* _Problem description_
Copy out every line of the material that opens with the line containing "Task: indicate the wet" and closes with the line containing "x=538 y=530", shifting each coordinate in the answers up by 123.
Exercise inputs start
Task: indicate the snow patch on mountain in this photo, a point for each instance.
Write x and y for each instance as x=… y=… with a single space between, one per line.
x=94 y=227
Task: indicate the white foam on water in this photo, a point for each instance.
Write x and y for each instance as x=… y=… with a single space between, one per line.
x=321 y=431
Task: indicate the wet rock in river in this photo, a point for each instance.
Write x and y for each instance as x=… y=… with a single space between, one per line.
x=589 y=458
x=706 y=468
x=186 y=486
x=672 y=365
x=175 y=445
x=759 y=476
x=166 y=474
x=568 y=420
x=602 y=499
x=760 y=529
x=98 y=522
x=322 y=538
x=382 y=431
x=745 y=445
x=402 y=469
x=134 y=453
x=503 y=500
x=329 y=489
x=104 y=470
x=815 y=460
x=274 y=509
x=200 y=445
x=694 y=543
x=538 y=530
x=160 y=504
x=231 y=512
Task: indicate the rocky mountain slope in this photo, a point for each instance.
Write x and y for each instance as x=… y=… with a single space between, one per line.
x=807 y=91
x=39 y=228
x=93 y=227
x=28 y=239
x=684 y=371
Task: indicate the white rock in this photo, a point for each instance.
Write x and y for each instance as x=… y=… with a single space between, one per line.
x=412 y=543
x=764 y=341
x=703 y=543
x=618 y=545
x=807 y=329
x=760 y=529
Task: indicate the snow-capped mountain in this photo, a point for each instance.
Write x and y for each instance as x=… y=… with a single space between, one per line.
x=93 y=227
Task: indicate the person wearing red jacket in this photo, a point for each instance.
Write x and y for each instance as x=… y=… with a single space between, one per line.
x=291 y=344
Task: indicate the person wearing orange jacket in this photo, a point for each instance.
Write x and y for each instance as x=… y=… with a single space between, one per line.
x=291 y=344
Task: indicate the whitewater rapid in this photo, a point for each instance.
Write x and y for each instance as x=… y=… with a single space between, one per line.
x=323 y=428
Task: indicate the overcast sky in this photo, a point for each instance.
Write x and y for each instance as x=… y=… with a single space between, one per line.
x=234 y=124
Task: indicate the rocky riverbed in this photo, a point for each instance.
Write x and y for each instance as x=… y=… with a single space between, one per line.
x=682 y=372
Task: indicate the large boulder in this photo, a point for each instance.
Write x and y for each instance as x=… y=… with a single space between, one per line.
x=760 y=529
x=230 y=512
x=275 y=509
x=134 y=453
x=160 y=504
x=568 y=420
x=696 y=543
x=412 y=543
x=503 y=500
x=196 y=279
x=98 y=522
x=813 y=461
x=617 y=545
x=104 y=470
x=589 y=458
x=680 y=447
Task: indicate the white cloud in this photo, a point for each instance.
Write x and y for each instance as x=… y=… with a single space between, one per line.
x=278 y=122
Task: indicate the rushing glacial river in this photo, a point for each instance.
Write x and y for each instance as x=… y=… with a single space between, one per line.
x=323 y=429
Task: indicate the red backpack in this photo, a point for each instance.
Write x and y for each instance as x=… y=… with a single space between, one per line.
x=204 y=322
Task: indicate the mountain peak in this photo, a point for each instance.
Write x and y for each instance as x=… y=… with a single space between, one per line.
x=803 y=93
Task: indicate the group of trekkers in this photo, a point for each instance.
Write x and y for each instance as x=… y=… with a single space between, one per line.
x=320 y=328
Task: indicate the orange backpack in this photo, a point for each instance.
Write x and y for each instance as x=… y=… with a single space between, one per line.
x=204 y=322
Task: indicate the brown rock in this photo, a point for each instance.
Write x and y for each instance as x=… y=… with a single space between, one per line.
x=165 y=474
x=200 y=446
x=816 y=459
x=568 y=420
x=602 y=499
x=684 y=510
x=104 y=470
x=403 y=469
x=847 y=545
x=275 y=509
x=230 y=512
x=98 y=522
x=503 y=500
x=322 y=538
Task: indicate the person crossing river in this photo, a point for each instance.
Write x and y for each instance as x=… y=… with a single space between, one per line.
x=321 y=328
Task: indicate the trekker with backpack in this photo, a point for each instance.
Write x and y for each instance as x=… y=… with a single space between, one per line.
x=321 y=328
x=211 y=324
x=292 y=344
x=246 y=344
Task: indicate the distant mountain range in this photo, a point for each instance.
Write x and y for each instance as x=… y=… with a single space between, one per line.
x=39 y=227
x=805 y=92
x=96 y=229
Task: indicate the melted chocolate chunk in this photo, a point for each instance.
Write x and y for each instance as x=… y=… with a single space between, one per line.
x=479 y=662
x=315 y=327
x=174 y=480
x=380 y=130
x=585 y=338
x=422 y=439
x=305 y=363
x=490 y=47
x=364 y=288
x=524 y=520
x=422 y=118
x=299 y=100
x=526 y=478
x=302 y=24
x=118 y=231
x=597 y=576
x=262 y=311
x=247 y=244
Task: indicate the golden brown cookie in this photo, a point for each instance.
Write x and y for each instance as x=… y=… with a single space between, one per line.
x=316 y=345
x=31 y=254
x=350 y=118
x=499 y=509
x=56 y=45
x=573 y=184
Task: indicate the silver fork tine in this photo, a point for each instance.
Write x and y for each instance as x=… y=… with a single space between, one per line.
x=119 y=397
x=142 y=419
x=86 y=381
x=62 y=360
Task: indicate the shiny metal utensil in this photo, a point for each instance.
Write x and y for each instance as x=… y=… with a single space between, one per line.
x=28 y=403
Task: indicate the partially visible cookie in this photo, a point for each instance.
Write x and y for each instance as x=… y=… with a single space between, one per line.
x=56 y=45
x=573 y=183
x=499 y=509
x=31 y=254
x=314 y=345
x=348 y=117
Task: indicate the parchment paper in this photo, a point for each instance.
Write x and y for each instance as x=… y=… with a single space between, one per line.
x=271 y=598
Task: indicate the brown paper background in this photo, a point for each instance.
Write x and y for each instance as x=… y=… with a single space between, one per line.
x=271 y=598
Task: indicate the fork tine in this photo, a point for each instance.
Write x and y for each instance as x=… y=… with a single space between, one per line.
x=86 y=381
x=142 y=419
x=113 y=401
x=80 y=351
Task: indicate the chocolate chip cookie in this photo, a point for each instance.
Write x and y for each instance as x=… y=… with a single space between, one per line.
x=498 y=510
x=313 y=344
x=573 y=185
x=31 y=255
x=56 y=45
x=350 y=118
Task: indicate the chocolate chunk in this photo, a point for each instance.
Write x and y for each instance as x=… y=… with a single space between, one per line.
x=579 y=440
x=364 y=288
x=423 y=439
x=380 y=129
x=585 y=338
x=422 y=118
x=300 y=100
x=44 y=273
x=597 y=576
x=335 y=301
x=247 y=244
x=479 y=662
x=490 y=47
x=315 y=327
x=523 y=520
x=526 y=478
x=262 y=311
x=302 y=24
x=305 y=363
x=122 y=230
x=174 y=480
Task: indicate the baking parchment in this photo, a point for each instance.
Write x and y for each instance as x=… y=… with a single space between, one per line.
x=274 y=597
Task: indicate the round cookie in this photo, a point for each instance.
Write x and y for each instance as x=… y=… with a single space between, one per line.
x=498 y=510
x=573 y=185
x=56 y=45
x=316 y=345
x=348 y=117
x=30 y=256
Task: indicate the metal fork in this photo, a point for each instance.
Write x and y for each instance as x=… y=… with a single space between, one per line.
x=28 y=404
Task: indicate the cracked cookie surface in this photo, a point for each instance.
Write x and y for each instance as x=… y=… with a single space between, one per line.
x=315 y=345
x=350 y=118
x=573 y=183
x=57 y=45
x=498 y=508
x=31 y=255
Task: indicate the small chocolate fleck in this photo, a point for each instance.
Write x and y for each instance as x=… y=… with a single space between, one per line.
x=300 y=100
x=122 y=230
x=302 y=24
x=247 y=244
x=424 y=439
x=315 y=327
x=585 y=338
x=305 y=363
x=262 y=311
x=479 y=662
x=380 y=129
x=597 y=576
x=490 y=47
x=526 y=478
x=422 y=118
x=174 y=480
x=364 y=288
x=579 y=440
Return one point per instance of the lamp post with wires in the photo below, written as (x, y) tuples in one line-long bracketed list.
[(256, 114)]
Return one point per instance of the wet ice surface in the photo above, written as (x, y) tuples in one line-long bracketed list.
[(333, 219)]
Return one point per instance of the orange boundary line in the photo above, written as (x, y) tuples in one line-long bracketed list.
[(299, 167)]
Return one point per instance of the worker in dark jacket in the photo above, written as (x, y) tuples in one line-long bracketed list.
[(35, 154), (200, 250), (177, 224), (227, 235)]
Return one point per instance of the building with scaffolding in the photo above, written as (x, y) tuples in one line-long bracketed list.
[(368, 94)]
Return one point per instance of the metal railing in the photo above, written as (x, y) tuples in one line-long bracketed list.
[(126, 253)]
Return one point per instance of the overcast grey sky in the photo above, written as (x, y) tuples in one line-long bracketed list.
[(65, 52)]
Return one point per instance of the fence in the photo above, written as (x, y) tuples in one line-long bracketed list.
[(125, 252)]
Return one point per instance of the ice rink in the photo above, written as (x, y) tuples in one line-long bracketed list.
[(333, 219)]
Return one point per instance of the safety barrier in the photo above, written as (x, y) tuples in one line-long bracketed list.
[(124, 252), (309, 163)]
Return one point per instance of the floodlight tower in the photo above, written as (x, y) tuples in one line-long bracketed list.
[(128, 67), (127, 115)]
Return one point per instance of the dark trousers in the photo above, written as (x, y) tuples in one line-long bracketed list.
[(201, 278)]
Exercise inputs end
* _Exercise output_
Task: indicate the wet rock in river in this photo, a point for each instance.
Write x and y for each instance as x=… y=… with a single space between, one per line.
x=712 y=581
x=829 y=591
x=309 y=609
x=795 y=488
x=298 y=568
x=882 y=599
x=289 y=597
x=691 y=543
x=725 y=622
x=883 y=652
x=221 y=645
x=445 y=661
x=505 y=554
x=868 y=568
x=525 y=592
x=257 y=576
x=626 y=623
x=452 y=612
x=227 y=593
x=938 y=583
x=397 y=632
x=323 y=568
x=817 y=666
x=661 y=653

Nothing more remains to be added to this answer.